[About this task]
Would you please return the lines of the material that contain the word "reflection"?

*** Dataset excerpts

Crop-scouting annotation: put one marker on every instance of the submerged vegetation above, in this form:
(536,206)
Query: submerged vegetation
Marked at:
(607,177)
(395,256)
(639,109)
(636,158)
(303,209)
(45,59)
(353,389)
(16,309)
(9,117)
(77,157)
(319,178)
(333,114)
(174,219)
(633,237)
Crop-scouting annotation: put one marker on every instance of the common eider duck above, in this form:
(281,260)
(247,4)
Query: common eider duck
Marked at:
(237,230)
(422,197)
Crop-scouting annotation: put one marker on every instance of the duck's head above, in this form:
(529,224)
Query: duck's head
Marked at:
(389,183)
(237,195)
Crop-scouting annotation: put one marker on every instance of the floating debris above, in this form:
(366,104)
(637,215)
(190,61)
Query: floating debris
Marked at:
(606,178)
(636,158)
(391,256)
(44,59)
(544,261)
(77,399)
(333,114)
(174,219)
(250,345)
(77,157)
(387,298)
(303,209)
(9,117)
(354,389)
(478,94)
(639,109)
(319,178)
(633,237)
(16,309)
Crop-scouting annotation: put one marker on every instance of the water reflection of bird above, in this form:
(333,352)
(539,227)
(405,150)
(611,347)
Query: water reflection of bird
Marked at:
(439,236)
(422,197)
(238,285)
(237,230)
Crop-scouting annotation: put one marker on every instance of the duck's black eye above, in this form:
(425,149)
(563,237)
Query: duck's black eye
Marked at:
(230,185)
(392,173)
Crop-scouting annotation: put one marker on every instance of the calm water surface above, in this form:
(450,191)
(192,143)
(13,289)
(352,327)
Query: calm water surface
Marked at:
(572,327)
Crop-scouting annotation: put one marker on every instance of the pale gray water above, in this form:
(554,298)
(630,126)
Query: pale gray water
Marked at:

******

[Expected output]
Crop-scouting annotation: put one marker on every instance of the water reflection of bird above, in this form:
Query: water reflection of bird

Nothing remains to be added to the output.